#### [DOKUMENTTEXT]
______________________________
Long Covid: Erklären Schädigungen der Gefäße die Symptome?
Lang anhaltende, Müdigkeit, Erschöpfung, Atembeschwerden, verschiedene Einschränkungen im Alltag und viele weitere Symptome: Nach wie vor gibt es mehrere Hypothesen für die Ursachen von Beeinträchtigungen durch "Long Covid". Kanadische Forscher haben jetzt aber neue Hinwweise auf die sogenannte "Gefäßhypothese" gefunden, konkret der Beeinträchtigung des Sauerstofftransports in den Blutgefäßen.
Mittels der funktionellen Magnetresonanztomographie (MRI) mit inhaliertem Xenon-Gas haben sie gezeigt, dass diese schwächenden Symptome mit mikroskopischen Anomalien zusammenhängen, die den Sauerstoffaustausch zwischen den Lungen und den roten Blutkörperchen beeinträchtigen.
Mit dieser Technologie können die Wissenschafter live mitverfolgen, wie sich Sauerstoff von den 300 bis 500 Millionen Lungenbläschen (Alveolen) in die Blutzellen bewegt. Durch die dünne Hülle der Alveolen gelangt der Sauerstoff aus der eingeatmeten Luft in die Blutgefäße."Wir sahen, dass bei jenen symptomatischen Patienten, die Covid-19 hatten, im Vergleich zu gesunden Freiwilligen der Transport von Sauerstoff zu den roten Blutkörperchen verringert war", sagt Studienleiterin Grace Parraga von der Universität von Western Ontario. Die Studie ist im Fachmagazin Radiology erschienen." Weitere CT-Scans wiesen auf eine "abnorme Beschneidung" des Gefäßbaums hin, was auf eine Beeinträchtigung der winzigen Blutgefäße hindeutet, die die roten Blutkörperchen zur Anreicherung mit Sauerstoff zu den Lungenbläschen bringen", schreibt der niederländische Mediziner Hank Schiffers auf Twitter.
______________________________
#### [BEREITGESTELLTE ANGABEN]
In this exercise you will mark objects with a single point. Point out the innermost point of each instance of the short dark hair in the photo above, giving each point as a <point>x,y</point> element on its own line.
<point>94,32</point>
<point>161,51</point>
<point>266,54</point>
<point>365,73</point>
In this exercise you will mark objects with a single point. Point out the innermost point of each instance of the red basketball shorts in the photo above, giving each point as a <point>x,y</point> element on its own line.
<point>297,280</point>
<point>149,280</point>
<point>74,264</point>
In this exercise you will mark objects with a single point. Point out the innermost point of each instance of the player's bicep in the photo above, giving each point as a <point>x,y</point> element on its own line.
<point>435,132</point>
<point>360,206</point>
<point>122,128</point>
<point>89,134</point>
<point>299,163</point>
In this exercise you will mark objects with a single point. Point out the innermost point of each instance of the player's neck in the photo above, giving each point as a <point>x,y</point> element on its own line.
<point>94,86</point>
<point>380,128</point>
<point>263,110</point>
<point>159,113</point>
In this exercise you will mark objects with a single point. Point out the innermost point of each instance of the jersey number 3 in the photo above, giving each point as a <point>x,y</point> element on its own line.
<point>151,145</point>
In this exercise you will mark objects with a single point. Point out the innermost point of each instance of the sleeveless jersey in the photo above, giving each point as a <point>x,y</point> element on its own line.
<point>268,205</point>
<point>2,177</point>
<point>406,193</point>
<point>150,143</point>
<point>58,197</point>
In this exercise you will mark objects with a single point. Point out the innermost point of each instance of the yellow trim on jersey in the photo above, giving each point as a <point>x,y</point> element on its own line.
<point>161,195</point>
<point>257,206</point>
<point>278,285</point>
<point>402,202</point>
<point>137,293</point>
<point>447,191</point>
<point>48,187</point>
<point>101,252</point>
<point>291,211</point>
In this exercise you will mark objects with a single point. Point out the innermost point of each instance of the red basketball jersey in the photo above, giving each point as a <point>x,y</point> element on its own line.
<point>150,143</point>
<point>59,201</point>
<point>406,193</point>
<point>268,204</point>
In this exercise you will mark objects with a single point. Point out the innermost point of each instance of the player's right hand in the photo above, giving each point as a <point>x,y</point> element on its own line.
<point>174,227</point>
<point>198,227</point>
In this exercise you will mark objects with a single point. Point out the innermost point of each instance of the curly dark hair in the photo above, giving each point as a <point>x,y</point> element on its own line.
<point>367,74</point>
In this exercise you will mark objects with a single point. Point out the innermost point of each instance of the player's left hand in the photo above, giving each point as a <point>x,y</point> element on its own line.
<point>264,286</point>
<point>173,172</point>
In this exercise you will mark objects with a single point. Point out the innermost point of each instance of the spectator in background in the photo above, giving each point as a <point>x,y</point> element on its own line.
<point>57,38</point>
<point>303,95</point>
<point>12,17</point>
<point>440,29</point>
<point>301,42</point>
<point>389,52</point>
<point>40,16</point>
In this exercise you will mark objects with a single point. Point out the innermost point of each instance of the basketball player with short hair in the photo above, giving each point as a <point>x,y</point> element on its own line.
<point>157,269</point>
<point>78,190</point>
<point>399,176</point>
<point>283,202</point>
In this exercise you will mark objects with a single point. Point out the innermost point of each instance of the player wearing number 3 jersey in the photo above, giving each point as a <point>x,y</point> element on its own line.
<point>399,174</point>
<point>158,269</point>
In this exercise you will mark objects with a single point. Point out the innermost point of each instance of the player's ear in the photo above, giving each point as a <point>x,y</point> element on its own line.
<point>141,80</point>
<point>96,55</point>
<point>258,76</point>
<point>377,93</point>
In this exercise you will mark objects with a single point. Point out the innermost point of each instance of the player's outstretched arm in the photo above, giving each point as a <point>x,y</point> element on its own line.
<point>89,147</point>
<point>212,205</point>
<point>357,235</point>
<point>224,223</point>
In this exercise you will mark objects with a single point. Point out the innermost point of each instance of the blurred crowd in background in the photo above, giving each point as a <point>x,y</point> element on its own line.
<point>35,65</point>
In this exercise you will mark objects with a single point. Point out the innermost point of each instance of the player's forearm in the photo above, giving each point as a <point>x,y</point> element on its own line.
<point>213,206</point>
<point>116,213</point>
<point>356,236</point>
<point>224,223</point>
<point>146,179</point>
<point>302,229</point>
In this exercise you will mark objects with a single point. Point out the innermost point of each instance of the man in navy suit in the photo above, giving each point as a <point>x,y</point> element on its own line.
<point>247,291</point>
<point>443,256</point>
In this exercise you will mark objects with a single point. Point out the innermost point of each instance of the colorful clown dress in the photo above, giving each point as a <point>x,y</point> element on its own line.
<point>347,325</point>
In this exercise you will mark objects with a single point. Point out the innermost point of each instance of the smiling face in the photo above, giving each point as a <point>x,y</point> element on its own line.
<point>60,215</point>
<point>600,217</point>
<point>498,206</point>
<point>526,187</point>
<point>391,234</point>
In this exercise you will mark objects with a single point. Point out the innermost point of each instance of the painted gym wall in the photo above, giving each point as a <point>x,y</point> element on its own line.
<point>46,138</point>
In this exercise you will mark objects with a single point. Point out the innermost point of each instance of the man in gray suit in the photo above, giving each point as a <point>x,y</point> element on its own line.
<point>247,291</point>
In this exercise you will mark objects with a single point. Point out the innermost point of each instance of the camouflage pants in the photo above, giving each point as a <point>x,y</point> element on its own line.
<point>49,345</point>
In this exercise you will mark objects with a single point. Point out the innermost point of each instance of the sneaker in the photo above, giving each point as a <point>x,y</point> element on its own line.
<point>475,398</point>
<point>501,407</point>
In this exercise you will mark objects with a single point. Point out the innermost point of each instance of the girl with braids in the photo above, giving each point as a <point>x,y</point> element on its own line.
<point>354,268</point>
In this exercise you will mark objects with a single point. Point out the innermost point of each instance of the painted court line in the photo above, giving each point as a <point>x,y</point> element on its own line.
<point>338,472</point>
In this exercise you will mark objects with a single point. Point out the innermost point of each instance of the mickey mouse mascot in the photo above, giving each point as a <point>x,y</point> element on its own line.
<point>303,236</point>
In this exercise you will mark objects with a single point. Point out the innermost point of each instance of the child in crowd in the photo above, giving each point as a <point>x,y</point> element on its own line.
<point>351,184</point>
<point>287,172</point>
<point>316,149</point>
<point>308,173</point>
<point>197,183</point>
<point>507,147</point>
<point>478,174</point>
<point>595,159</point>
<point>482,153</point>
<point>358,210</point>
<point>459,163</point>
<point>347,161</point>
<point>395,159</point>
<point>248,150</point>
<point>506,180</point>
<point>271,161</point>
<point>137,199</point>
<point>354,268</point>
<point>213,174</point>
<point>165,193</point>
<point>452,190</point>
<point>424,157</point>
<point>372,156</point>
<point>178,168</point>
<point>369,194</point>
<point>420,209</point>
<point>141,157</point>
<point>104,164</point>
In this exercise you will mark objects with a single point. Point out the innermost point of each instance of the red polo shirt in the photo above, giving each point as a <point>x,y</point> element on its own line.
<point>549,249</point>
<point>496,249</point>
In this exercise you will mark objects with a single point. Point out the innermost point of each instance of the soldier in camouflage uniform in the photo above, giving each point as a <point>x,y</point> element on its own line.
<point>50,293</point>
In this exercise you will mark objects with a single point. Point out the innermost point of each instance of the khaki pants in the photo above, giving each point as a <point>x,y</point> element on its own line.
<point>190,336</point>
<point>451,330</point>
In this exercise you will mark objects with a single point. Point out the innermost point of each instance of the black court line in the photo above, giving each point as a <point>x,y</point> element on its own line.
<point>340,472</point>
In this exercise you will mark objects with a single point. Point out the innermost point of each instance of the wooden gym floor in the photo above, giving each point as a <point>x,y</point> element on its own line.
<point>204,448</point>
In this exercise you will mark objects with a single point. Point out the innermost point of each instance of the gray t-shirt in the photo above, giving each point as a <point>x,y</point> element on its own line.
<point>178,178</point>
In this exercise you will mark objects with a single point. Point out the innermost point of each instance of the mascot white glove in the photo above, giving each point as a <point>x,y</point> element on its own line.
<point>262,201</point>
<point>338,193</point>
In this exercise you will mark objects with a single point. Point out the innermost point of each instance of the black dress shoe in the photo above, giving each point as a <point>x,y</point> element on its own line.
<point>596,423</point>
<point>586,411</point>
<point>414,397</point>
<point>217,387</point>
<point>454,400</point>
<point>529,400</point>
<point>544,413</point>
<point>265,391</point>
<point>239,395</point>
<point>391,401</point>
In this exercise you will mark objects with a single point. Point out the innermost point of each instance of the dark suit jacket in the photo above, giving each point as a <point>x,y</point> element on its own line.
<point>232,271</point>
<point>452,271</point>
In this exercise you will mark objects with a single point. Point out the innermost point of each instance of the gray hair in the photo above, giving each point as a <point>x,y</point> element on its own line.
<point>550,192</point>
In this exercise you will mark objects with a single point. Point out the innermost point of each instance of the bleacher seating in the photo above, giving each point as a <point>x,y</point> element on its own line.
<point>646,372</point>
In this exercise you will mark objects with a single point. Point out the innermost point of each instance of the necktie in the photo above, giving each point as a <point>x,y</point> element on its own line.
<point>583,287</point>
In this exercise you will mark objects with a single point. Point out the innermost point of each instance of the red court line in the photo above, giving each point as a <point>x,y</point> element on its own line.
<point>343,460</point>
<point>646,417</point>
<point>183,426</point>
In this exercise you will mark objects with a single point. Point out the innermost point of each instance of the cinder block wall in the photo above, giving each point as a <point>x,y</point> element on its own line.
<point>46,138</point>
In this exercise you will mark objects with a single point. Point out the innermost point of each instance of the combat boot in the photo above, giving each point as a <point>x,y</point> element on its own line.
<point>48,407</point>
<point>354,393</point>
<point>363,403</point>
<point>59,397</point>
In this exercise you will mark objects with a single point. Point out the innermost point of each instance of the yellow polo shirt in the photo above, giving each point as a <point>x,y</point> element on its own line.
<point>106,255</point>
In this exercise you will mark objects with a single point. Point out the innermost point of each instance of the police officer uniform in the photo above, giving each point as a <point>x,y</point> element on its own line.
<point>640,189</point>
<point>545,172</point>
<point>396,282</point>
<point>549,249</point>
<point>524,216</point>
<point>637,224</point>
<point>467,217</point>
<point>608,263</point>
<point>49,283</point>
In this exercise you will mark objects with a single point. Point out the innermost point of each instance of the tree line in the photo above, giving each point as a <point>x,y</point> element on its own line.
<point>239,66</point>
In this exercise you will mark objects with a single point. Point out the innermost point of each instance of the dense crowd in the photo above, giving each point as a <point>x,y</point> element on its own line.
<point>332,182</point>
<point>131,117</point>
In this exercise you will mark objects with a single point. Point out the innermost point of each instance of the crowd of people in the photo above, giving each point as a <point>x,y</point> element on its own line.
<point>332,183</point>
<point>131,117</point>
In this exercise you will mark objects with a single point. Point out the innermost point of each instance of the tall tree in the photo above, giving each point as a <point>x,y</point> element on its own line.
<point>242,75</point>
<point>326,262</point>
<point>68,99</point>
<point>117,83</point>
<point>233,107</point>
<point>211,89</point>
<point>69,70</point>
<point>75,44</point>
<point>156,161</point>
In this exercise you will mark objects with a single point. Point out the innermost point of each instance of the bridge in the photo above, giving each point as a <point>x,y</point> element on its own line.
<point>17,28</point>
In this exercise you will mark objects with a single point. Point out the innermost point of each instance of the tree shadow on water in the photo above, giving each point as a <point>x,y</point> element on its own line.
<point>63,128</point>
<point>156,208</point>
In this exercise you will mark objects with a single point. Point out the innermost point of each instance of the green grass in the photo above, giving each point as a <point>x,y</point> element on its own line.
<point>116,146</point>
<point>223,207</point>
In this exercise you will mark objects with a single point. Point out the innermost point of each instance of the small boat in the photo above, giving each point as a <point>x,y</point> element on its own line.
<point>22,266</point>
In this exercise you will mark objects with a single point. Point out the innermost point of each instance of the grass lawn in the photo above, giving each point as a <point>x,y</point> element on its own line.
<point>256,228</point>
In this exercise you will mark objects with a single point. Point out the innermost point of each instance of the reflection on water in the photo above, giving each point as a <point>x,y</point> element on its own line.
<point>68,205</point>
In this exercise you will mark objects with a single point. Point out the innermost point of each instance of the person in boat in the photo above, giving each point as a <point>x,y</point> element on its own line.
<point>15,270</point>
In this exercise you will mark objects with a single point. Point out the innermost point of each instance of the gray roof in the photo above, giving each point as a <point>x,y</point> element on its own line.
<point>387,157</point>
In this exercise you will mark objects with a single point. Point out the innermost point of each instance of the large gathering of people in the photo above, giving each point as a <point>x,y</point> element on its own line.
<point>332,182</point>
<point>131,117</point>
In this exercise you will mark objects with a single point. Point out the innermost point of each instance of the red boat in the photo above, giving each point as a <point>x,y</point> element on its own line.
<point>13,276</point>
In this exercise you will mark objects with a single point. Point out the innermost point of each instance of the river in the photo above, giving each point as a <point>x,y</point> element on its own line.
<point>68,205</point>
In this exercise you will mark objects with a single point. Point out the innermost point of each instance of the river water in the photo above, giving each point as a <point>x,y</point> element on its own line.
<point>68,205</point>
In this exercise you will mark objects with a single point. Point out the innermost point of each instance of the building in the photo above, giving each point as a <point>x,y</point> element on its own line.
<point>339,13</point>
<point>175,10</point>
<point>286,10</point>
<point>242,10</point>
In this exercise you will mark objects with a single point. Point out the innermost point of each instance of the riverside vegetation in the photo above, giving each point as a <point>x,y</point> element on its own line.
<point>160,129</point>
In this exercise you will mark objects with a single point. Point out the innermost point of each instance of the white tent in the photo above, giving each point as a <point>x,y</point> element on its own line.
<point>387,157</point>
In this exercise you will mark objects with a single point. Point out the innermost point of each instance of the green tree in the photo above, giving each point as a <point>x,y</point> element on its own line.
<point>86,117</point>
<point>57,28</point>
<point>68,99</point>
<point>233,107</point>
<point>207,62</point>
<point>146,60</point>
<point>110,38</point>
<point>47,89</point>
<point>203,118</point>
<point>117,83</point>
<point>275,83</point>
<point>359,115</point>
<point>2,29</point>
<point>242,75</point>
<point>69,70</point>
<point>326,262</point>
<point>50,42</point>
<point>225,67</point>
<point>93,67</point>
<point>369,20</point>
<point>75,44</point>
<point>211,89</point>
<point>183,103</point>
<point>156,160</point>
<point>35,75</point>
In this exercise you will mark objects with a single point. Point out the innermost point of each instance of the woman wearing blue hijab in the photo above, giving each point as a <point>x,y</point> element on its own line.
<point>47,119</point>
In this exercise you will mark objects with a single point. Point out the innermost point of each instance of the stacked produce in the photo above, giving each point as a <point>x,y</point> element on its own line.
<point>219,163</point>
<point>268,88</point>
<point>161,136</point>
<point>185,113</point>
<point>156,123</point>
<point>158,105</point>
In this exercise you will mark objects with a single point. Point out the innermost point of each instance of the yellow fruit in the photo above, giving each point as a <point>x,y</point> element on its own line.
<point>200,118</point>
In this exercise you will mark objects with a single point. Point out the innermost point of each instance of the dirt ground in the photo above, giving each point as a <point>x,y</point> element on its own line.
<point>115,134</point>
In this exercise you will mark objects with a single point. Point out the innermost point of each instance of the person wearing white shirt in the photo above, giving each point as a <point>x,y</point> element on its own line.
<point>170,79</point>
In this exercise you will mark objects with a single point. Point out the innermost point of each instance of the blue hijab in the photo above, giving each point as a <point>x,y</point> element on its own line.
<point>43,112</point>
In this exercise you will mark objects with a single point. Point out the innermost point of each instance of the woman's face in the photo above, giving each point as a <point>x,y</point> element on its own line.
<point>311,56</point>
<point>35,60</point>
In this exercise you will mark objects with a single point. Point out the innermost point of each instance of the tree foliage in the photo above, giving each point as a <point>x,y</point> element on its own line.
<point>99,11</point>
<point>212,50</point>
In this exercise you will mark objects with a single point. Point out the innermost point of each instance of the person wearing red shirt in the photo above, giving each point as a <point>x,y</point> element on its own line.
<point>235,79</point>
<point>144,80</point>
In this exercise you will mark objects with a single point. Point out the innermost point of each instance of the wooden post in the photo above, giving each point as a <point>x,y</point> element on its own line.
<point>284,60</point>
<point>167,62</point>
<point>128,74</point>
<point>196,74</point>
______________________________
#### [AUFGABE]
Führe den Text über Long Covid im Anschluss an seinen letzten Satz weiter. Die Zeilen haben mit dem Text über Long Covid nichts zu tun.

#### [ANTWORTFELD]
"Laut der Studie gibt es auch keinen Unterschied im Schweregrad dieser Anomalie zwischen Patienten, die mit COVID-19 ins Krankenhaus eingeliefert wurden, und solchen, die sich ohne Krankenhausaufenthalt erholten. Dies ist ein wichtiges Ergebnis, da die jüngste Welle von COVID-19-Infektionen eine große Zahl von Menschen betroffen hat, die keine stationäre Behandlung benötigten."
Auch "Bei denjenigen, die nach einer COVID-Infektion Symptome zeigen, selbst wenn die Infektion nicht schwer genug war, um ins KH eingeliefert zu werden, sehen wir diese Anomalie beim Austausch von Sauerstoff durch die Alveolarmembran in die roten Blutkörperchen", wird Parraga in einer Aussendung der Western University zitiert.
Von einer gestörten Gefäßfunktion als eine mögliche Ursache für Long Covid berichtete bereits die Immunologin Carmen Scheibenbogen von der Charité in Berlin im NDR-Podcast Coronavirus Update. Diese gestörte Gefäßfunktion, die man auch bei Jüngeren sehe, sei "ein ganz wichtiger Befund". SARS-CoV-2 sei ein Virus, das sehr viele unterschiedliche Körperzellen infizieren könne, darunter eben auch Gefäße. Man sehe langanhaltend, dass sich die Funktion gerade der kleinen Gefäße "noch nicht wieder richtig erholt hat".
Das könne man mit Ultraschalltechniken messen. "Und das haben wir auch gesehen, bei vielen jüngeren Patienten waren die kleinen Gefäße noch nicht wieder richtig gut durchblutet und infolgedessen kommt es möglicherweise auch zu einer Unterversorgung mit Sauerstoff der Organe, also der Muskulatur zum Beispiel".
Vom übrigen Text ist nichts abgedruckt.